The entire listing is to be repeated verbatim.
----------
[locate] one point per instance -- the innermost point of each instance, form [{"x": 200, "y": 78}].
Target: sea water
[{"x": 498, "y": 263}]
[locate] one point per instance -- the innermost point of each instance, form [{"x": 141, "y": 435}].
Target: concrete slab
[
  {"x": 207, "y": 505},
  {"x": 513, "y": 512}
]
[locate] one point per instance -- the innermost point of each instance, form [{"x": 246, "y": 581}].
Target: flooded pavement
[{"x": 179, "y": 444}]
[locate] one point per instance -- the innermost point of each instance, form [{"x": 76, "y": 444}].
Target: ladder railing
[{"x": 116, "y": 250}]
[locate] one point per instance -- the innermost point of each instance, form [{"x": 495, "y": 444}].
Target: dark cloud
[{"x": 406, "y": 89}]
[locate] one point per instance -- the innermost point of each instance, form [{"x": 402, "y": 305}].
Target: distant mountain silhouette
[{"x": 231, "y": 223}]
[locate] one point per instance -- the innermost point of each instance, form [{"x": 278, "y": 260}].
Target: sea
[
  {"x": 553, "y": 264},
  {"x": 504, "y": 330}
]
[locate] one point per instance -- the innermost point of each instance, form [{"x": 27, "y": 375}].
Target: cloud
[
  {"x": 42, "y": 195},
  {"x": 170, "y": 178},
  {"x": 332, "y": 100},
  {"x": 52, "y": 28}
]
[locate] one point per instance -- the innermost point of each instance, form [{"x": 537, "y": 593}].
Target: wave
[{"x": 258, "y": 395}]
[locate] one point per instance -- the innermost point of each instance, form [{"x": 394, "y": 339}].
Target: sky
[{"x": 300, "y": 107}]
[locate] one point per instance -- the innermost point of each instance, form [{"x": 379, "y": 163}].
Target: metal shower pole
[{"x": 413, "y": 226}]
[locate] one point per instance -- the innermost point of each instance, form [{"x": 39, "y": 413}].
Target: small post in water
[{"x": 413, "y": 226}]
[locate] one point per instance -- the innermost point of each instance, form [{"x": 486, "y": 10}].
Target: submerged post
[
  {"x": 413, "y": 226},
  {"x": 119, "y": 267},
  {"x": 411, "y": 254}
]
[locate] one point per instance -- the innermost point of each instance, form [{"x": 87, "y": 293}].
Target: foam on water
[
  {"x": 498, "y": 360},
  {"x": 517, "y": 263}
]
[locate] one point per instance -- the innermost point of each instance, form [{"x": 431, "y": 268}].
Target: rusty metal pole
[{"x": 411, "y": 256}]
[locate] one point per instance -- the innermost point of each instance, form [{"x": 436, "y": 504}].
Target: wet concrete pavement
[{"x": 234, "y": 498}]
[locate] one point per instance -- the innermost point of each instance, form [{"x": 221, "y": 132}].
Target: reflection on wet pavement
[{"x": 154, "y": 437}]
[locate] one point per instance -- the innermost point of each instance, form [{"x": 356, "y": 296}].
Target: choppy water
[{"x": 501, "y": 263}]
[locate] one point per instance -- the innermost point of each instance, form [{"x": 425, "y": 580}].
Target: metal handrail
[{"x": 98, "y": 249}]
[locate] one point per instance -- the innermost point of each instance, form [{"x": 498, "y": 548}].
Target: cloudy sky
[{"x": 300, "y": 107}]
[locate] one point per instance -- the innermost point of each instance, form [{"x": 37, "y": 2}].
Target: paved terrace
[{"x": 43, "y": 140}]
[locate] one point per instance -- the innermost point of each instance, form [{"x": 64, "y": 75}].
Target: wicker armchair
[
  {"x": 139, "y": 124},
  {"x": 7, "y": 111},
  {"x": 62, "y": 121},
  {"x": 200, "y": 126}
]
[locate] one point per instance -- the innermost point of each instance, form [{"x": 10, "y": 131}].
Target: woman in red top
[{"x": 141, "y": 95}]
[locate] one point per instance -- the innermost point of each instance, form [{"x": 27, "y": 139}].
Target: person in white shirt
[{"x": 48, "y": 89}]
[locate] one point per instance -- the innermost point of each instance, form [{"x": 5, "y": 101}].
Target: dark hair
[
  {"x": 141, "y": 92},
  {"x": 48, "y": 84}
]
----------
▸ Problem solution
[locate] one point per instance -- the innermost point of each instance, form [{"x": 200, "y": 78}].
Target: sea water
[{"x": 498, "y": 263}]
[locate] one point per instance -- the innermost point of each instance, form [{"x": 141, "y": 435}].
Target: concrete slab
[
  {"x": 207, "y": 505},
  {"x": 513, "y": 512}
]
[locate] one point per instance -- the innermost point of each instance, form [{"x": 246, "y": 581}].
Target: flooded pavement
[{"x": 179, "y": 444}]
[locate] one point per instance -- the innermost point of each instance, form [{"x": 76, "y": 444}].
Target: ladder railing
[{"x": 116, "y": 250}]
[locate] one point per instance -- the innermost point of each instance, form [{"x": 495, "y": 444}].
Target: dark cloud
[{"x": 406, "y": 89}]
[locate] one point per instance -- the innermost point of each instance, form [{"x": 402, "y": 305}].
Target: distant mountain silhouette
[{"x": 231, "y": 223}]
[locate] one point per instance -- the innermost point of each instance, form [{"x": 278, "y": 260}].
Target: sea
[
  {"x": 553, "y": 264},
  {"x": 504, "y": 330}
]
[locate] one point per instance -- the innermost point of each instance, form [{"x": 27, "y": 375}].
Target: cloud
[
  {"x": 42, "y": 195},
  {"x": 170, "y": 178},
  {"x": 332, "y": 100},
  {"x": 52, "y": 28}
]
[locate] one point per instance -- the innermost point of each instance, form [{"x": 537, "y": 593}].
Target: wave
[{"x": 258, "y": 395}]
[locate] one point per instance -- the innermost point of each instance, form [{"x": 394, "y": 339}].
Target: sky
[{"x": 300, "y": 107}]
[locate] one point per instance -- the innermost point of each instance, form [{"x": 379, "y": 163}].
Target: metal shower pole
[{"x": 413, "y": 226}]
[locate] one point per instance -- the innermost point of each instance, form [{"x": 39, "y": 413}].
Target: small post in water
[{"x": 413, "y": 226}]
[locate] one point per instance -- the innermost point of each instance, form [{"x": 486, "y": 10}].
Target: submerged post
[
  {"x": 413, "y": 226},
  {"x": 119, "y": 267},
  {"x": 411, "y": 254}
]
[locate] one point per instance -- the innermost point of each instance, form [{"x": 87, "y": 293}].
Target: foam on water
[
  {"x": 498, "y": 360},
  {"x": 517, "y": 263}
]
[locate] one point per instance -- the innermost point of each instance, form [{"x": 431, "y": 268}].
Target: rusty metal pole
[{"x": 411, "y": 256}]
[locate] one point per instance -- the innermost point of each instance, form [{"x": 436, "y": 504}].
Target: wet concrete pavement
[{"x": 234, "y": 498}]
[locate] one point per instance -- the innermost point of each instance, form [{"x": 221, "y": 132}].
Target: reflection on wet pavement
[{"x": 154, "y": 437}]
[locate] one point per instance -- the innermost point of each instance, form [{"x": 356, "y": 296}].
Target: choppy water
[{"x": 501, "y": 263}]
[locate] one point per instance -- the innermost point of each instance, form [{"x": 425, "y": 580}].
Target: metal handrail
[{"x": 98, "y": 249}]
[locate] one point per instance -- the innermost point of each instance, form [{"x": 498, "y": 548}].
Target: cloudy sky
[{"x": 300, "y": 107}]
[locate] one point per instance -- the innermost point of each instance, form [{"x": 37, "y": 2}].
Target: paved terrace
[{"x": 43, "y": 140}]
[locate] one point per instance -- the innermost point of each instance, form [{"x": 64, "y": 75}].
Target: wicker armchair
[
  {"x": 139, "y": 124},
  {"x": 7, "y": 111},
  {"x": 62, "y": 121},
  {"x": 200, "y": 126}
]
[locate] one point per instance -- the innermost point of each instance, form [{"x": 10, "y": 131}].
Target: woman in red top
[{"x": 141, "y": 95}]
[locate] one point per instance -- the innermost point of each instance, form [{"x": 27, "y": 139}].
Target: person in white shirt
[{"x": 48, "y": 89}]
[locate] one point per instance -- the innermost point of each instance, form [{"x": 5, "y": 101}].
Target: dark hair
[
  {"x": 141, "y": 92},
  {"x": 48, "y": 84}
]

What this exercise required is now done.